Report each line of the records below that uses the word "page".

· · ·

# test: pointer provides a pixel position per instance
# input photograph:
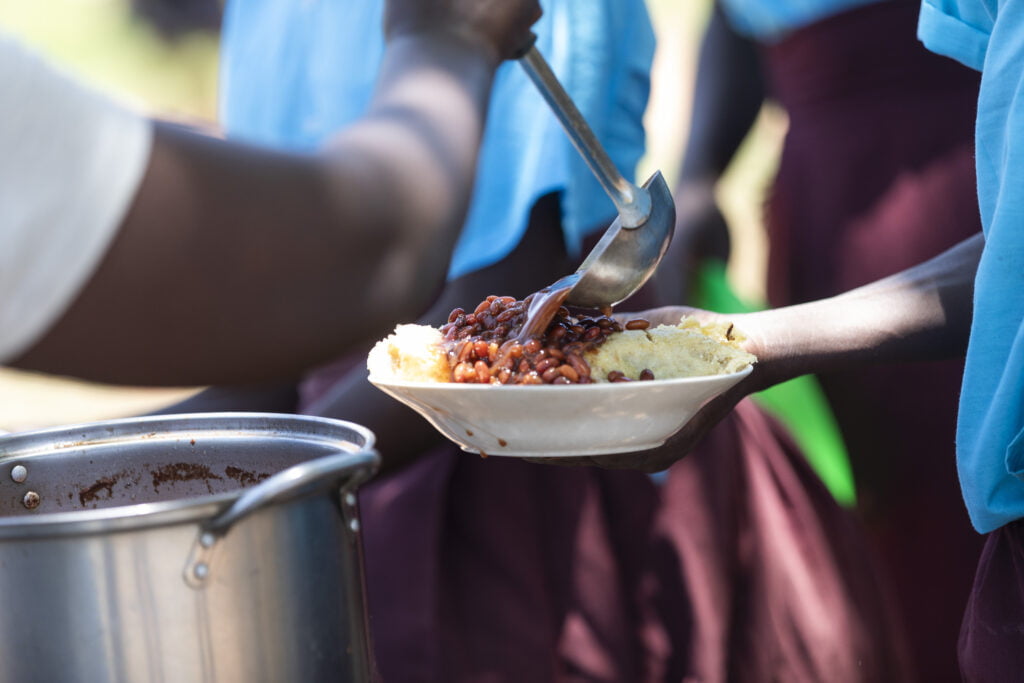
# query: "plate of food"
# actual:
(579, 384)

· · ·

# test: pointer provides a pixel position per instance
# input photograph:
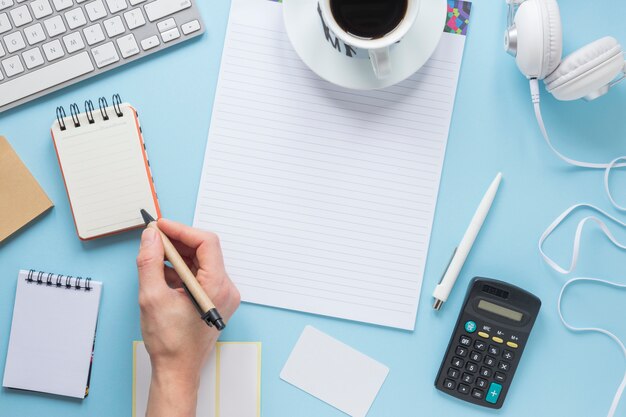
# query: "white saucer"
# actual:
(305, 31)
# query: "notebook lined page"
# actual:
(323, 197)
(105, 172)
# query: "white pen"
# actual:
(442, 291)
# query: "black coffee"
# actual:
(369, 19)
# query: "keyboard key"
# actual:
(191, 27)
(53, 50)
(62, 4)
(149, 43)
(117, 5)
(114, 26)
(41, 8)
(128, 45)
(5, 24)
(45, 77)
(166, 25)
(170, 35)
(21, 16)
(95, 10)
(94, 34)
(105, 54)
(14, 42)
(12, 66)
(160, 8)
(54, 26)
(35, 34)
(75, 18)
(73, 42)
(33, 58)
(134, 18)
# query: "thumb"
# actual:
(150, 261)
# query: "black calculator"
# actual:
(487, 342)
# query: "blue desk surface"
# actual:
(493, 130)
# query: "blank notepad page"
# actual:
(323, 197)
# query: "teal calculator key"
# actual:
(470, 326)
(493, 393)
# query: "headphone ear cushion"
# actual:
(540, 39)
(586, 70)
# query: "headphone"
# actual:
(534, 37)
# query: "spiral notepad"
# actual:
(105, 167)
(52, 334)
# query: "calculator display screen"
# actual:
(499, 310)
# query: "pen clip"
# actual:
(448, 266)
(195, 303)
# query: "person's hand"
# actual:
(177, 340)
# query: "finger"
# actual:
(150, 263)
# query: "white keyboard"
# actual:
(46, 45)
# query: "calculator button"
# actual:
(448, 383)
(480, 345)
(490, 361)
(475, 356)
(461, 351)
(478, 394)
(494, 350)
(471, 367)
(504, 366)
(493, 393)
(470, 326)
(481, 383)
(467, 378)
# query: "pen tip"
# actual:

· · ·

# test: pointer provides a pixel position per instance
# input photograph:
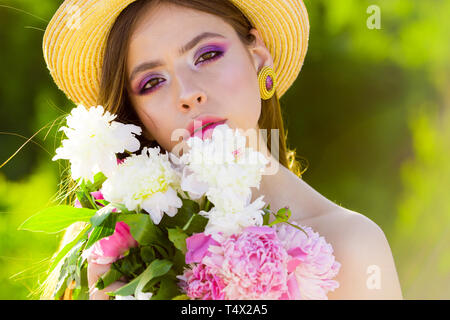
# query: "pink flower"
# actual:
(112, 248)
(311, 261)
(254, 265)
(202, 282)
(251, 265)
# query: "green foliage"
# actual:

· · ·

Output:
# query: "notebook lined page"
# query: "blank notepad page"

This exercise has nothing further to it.